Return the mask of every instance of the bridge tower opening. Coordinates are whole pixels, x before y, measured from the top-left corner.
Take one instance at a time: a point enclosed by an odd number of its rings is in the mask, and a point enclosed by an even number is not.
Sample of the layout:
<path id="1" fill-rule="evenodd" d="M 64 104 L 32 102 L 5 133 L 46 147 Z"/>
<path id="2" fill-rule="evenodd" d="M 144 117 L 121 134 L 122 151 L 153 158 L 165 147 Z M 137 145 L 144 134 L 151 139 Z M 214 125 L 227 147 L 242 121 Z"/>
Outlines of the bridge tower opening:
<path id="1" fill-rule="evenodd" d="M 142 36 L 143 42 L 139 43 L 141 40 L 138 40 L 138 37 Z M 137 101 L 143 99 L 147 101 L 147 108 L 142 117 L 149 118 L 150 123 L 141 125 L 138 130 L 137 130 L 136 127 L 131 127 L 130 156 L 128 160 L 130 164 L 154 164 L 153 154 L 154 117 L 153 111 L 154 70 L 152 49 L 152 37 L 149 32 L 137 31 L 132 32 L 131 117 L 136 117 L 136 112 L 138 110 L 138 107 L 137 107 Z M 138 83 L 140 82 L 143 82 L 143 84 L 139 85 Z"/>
^^^^^^^^
**Set task**
Starting at the beginning of the records and ending with the line that contains "Sample of the", turn those lines into a numbered list, omitting any blank lines.

**Task response**
1. Return the mask of every instance of the bridge tower opening. Coordinates are whole pixels, x before y, measured from the top-left corner.
2. Take one instance at a time: a point enclosed by an odd number of its rings is in the mask, and a point enclosed by an even number is not.
3. Sample of the layout:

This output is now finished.